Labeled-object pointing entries
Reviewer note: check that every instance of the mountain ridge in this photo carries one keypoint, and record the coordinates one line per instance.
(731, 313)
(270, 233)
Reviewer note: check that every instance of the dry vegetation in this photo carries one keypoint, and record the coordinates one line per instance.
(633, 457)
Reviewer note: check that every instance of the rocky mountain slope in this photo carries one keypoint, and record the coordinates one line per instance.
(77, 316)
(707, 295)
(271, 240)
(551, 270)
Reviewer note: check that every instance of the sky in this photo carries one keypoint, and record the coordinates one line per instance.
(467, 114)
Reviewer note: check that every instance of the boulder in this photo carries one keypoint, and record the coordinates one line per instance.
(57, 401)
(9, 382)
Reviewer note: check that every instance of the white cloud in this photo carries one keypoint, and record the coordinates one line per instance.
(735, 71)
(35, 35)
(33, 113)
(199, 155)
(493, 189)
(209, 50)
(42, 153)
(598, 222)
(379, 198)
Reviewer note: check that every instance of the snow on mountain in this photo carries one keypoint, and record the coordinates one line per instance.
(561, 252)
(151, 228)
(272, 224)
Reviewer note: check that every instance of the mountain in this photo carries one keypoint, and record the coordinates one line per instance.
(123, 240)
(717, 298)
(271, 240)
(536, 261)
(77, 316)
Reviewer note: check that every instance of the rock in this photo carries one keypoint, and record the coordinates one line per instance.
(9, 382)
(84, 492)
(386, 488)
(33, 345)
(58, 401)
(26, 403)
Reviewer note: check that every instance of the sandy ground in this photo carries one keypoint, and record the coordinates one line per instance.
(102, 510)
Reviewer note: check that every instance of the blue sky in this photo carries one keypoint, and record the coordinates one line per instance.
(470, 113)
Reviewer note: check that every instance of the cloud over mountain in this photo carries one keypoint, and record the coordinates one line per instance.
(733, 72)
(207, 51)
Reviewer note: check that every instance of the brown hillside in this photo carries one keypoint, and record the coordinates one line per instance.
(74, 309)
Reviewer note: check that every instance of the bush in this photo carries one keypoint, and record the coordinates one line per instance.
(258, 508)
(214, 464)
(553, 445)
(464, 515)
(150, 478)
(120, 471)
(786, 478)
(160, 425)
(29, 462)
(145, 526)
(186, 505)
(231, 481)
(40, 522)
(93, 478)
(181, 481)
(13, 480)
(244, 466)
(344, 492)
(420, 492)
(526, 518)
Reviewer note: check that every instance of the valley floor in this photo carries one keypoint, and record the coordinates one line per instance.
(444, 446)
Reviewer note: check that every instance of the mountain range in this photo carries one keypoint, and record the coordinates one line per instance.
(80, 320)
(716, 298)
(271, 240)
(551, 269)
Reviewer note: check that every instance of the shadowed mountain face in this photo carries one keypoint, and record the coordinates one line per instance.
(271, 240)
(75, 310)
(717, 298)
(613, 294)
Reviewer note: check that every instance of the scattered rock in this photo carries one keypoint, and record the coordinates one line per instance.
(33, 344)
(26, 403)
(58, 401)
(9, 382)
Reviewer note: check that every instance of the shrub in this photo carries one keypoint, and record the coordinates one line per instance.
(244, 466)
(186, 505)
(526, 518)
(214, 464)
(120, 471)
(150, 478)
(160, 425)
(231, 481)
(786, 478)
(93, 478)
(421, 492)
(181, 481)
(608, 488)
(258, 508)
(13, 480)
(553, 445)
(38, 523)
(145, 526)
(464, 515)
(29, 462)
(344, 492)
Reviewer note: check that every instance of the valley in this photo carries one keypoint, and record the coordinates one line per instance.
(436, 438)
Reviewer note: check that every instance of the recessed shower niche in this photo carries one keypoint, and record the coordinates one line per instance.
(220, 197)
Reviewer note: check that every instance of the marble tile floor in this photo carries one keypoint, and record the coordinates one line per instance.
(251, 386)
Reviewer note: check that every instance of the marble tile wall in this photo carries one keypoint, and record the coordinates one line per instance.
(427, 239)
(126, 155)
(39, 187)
--
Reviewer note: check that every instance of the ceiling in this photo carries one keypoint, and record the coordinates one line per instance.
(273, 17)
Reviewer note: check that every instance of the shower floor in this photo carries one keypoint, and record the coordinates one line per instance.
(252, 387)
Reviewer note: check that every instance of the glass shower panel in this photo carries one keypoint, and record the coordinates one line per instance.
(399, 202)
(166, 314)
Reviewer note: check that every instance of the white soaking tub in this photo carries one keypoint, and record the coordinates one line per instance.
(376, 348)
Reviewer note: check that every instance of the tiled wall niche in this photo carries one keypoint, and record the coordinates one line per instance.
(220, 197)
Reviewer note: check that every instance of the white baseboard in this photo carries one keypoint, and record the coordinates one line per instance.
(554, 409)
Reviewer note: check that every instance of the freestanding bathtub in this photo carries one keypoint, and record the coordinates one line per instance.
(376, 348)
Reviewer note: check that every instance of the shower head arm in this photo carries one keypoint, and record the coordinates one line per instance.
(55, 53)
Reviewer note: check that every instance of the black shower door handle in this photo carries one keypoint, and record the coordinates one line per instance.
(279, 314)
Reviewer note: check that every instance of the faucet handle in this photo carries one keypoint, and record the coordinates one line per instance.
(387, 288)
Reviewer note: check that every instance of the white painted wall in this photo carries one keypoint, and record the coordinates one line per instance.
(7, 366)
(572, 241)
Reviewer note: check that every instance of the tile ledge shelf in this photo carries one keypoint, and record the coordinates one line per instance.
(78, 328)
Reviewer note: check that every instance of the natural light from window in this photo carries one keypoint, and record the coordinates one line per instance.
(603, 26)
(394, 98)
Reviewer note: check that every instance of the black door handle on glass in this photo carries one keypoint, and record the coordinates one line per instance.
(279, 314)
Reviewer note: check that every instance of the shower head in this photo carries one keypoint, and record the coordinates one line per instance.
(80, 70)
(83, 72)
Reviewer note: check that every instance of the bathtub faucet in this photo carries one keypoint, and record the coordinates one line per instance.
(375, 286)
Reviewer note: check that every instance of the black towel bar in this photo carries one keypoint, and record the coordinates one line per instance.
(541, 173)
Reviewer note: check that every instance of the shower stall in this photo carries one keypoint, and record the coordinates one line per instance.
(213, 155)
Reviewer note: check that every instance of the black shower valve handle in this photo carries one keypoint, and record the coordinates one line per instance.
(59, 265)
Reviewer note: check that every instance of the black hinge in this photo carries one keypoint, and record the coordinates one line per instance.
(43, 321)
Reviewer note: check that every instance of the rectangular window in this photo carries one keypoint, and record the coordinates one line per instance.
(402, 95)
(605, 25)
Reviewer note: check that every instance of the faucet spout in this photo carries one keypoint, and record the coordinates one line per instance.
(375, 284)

> [Problem to work on]: Tally the lines in the records above that contain the string "white", treating case as significant, and give only the number.

> [Written solution]: 4